WHAT YOU ARE ASKED TO DO: Here are the records. Print them all exactly.

MATERIAL SHOWN:

━━━━━━━━

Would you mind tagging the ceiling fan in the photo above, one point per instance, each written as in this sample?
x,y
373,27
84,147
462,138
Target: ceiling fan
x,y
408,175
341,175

━━━━━━━━

REPLY TO THE EXERCISE:
Would you mind tagging the ceiling fan in the photo above, one point per instance, each written as in this sample?
x,y
373,27
84,147
462,138
Target: ceiling fan
x,y
408,175
341,175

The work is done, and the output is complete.